Your task
Look through the entries below and return all lines including the word "instance".

Provided material
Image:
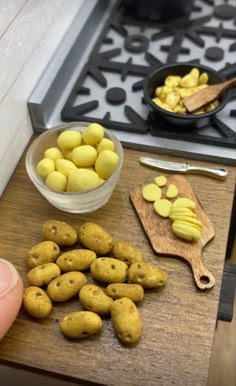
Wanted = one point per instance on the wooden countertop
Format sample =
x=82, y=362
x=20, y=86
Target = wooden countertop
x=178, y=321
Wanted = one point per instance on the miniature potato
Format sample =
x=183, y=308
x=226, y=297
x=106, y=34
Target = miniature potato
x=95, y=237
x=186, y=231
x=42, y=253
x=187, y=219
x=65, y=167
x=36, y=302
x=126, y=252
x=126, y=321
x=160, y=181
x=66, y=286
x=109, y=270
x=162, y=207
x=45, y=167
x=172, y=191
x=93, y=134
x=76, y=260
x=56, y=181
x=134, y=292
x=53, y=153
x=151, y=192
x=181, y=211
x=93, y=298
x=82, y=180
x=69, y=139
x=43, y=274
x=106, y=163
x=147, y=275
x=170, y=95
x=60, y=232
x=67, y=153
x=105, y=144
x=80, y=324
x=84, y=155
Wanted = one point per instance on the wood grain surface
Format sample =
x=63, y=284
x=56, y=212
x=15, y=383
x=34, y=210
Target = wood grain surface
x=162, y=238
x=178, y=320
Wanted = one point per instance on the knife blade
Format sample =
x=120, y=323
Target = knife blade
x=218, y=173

--

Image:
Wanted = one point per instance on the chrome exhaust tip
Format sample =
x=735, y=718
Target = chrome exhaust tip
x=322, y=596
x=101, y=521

Exercise response
Wanted = one point per instance on the wooden countertop
Wanted = one point per instance on the miniature potato
Wanted = one point per instance on the wood grain surface
Wanted = one point per instance on the knife blade
Wanted = one point per instance on the chrome exhaust tip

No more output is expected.